Continue the text on investment strategy for 2022 from its final sentence, in the same style.

**SELECTED TEXT**:
▶

What does this mean for strategy?

As we have discussed with clients over the past several quarters, our outlook for 2022 is cautious. We expected rates and inflation to rise throughout the first half of the year and that the unwind of the historically unprecedented liquidity measures implemented by the US Federal Reserve and other Central Banks would cause significant market volatility. The war in Ukraine and the China shutdown were additional shocks to the system that exacerbated existing weaknesses. The strategy mix coming into 2022 included:

·         Ensuring client mortgage rates were locked in at low fixed rates

·         Taking profits in balanced accounts and rebalancing equity weights down

·         Shoring up Funding accounts to ensure financial flexibility

·         Delaying deployment of new capital, with build up to Funding allocation in the interim

·         Shifting employer sponsored retirement contributions to spread out contributions, versus front loaded early year contributions

·         Very short-term laddered bond portfolios in Funding accounts, positioned to take advantage of rising rates as bonds matured

·         Some dry powder in growth accounts; focus on free cash flow, balance sheet, margins and return on invested capital

After several years of robust exposure to growth markets, clients entered 2022 with significantly more conservative structure. At the same time, the long-term secular and structural quality growth orientation of the companies that are held in the portfolio has been maintained. While trends and rapid cyclical rotations can cause growth to fall out of favor for a time, over the long-term it is the companies that run high quality businesses in areas that help the economy to become more efficient by producing goods that people and businesses need that will thrive. It is these companies that both help to solve for inflationary pressures and ultimately re-accelerate growth through efficiency, innovation and productivity. Chasing cyclical trends is a mistake.

◀

**EXTRACTED INFORMATION**:
▶

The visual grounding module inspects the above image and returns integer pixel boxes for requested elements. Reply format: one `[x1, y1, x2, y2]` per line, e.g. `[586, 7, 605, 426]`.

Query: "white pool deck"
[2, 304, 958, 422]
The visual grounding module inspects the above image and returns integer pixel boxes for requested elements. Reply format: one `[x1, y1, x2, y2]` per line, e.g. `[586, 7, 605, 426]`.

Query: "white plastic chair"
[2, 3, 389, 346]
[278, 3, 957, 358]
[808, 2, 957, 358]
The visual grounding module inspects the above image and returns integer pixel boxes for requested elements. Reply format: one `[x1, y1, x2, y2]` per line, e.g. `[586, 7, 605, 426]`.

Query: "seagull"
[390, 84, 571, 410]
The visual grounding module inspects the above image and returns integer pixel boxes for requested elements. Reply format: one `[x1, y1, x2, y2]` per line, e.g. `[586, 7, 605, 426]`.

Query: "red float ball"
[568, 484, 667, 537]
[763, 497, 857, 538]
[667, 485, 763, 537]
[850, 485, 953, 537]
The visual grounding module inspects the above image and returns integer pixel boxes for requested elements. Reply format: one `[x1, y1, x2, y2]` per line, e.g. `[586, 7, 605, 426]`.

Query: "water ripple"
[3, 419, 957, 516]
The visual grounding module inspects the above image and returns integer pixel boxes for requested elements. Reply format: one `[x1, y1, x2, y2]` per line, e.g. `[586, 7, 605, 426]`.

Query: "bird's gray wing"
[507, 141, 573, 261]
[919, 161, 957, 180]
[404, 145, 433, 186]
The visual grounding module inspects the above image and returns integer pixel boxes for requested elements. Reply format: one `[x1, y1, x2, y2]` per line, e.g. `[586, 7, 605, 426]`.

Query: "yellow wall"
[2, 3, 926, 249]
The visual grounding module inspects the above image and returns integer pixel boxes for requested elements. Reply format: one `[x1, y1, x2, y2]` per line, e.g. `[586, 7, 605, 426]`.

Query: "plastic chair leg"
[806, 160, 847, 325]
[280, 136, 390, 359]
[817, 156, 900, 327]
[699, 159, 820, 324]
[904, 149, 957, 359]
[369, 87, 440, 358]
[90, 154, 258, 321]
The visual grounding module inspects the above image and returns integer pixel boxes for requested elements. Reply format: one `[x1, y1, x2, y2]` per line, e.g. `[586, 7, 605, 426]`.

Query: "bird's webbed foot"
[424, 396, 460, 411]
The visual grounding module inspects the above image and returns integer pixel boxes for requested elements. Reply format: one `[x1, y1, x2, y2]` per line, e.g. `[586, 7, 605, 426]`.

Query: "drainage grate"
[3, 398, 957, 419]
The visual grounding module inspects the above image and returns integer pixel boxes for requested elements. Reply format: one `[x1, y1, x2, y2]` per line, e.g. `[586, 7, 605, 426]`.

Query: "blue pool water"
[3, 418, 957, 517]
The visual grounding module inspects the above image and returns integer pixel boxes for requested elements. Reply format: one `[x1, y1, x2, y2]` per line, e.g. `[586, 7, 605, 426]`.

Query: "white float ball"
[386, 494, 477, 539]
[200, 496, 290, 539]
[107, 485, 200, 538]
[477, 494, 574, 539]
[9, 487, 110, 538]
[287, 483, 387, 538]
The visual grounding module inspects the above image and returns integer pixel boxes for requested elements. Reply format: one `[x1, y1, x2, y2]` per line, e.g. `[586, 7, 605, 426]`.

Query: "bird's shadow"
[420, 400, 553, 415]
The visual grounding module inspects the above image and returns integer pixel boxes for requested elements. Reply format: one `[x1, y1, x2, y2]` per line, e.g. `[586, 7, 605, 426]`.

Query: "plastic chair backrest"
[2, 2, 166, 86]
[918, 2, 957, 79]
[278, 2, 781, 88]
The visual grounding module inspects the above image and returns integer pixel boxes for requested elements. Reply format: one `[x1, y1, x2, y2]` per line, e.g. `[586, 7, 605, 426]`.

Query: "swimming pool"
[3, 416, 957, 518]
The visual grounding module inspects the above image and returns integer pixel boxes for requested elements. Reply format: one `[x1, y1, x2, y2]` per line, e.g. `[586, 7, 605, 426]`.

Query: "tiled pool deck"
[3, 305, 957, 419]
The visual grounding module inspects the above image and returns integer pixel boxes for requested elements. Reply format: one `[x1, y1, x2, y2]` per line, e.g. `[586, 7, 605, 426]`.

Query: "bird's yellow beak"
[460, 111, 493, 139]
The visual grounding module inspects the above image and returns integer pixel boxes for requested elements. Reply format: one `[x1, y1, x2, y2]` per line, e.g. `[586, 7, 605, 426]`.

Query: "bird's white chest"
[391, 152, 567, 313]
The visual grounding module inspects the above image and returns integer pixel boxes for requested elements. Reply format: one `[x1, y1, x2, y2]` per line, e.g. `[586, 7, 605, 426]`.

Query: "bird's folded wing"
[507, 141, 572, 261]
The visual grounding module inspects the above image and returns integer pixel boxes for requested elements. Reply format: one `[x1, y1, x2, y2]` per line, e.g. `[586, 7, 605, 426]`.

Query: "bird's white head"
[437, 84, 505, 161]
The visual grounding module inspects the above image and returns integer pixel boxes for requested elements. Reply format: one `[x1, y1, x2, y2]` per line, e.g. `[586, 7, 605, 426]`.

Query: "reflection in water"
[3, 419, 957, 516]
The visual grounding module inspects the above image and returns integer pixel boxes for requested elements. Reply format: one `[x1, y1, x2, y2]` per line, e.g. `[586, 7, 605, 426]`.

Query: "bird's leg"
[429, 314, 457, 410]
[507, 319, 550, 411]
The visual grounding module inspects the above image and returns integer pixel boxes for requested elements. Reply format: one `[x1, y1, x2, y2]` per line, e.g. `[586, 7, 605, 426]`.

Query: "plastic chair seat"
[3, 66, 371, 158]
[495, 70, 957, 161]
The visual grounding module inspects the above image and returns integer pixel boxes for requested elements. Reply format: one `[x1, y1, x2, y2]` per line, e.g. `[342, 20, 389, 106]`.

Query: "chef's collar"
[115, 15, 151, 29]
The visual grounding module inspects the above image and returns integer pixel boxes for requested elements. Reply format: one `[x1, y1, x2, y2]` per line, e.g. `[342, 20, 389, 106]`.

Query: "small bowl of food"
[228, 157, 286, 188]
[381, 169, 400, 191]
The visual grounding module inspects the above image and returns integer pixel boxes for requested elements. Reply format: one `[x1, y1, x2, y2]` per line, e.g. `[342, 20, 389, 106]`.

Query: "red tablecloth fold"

◀

**ANSWER**:
 

 

Are there any new strategies you are considering given market conditions?

In addition to the existing structural elements of portfolio strategy we are also considering a small amount of covered call writing on select growth portfolio stock positions, to take advantage of elevated levels of volatility. Covered call writing allows one to earn an extra income on stock positions by selling an option to buy the stock you hold at a certain price. If the stock price does not move or if it goes down over the set amount of time in the option contract then you simply pocket the income. If the stock price goes up the holder of the call may want to buy the stock from you at the agreed upon price.

Covered call writing is a strategy that is particularly well suited for the current environment, as high volatility increases the amount of money earned for selling covered calls.

 

 

What do you think the market is missing?

Healing takes time. The economy is in the process of healing from multiple consecutive shocks and the unwind of the unprecedented policy response that were put into place to address the worst of them.

Over the past decades, the markets need for immediate gratification has been satiated by the US Federal Reserve coming to the rescue at almost every turn. As we said in our annual Seven Percent Report, it is our view that in order to turn the corner to the next leg of growth the private sector will need to take the reins. The transition process will take times.

The good news is the seeds of the recovery are being planted. Many high-quality companies are priced much more attractively today than they were six months ago. The trends in innovation that are set to shape the next industrial revolution are still in place. And importantly, investors inclined to invest more conservatively are finally able to earn a nominal yield on their money as interest rates have risen.

While there are still many unknowns, and markets are likely to remain volatile during 2022, we expect high quality companies to shine as we emerge from the multiple shocks that have created so much near-term uncertainty.